Please copy each line of the data that includes the string "plastered".

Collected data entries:
Content starts

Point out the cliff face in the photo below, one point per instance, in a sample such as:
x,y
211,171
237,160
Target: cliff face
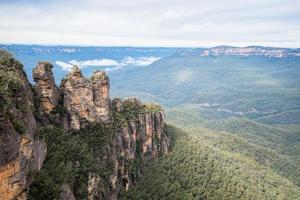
x,y
136,131
140,138
85,100
45,86
21,155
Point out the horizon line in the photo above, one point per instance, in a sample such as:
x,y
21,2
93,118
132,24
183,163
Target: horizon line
x,y
141,46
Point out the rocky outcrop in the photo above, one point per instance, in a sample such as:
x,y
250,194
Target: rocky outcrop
x,y
45,86
66,193
85,100
21,155
136,131
141,138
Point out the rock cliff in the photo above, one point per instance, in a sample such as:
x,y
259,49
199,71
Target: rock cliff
x,y
126,133
21,155
85,100
45,86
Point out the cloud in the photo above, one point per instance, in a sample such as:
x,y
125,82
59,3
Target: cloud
x,y
64,65
142,61
151,22
108,63
96,62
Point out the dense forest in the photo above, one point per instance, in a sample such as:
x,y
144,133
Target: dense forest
x,y
198,169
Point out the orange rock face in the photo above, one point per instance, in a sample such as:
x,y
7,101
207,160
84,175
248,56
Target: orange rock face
x,y
20,152
85,99
45,86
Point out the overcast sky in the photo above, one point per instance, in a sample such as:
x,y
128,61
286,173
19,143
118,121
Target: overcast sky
x,y
196,23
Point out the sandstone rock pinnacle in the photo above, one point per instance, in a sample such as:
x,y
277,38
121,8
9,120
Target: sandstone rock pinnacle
x,y
45,86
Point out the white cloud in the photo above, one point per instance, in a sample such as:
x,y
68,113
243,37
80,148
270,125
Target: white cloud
x,y
96,62
142,61
152,22
64,65
109,63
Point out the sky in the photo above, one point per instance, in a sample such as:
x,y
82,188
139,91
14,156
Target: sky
x,y
168,23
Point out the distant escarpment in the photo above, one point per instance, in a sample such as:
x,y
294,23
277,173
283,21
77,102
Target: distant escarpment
x,y
96,147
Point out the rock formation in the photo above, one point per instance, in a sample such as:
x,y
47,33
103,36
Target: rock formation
x,y
85,100
21,155
139,140
138,132
45,86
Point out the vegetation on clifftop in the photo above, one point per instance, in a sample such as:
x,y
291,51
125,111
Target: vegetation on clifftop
x,y
195,169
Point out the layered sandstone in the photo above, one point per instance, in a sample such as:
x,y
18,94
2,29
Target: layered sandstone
x,y
138,136
21,155
140,139
85,100
45,86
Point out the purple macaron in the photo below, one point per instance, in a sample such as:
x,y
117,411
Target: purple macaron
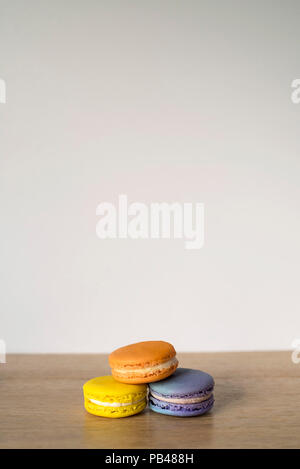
x,y
186,393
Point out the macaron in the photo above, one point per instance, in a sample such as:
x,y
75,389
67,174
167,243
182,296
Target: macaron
x,y
143,362
186,393
106,397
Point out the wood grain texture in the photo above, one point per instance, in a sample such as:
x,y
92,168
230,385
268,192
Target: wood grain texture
x,y
257,405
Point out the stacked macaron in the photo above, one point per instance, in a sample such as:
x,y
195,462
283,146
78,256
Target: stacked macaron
x,y
181,392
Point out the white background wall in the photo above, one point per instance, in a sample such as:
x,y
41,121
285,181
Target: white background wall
x,y
163,101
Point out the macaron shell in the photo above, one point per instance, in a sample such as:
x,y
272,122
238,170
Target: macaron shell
x,y
156,376
181,410
114,412
185,382
142,354
106,389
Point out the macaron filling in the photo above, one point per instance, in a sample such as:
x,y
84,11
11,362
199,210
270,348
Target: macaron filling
x,y
150,369
115,404
182,400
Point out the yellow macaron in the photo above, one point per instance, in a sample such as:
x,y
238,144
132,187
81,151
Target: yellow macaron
x,y
106,397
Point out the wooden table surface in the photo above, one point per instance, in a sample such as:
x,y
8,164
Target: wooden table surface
x,y
257,405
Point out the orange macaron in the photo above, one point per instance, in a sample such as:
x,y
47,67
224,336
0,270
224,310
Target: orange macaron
x,y
144,362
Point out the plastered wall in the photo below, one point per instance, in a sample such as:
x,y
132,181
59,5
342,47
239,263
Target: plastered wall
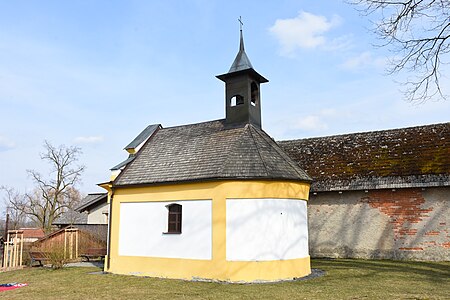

Content ends

## Reply to the exercise
Point out the plastered wall in the photo below, one point per instance, in a sample such as:
Target: plastered wall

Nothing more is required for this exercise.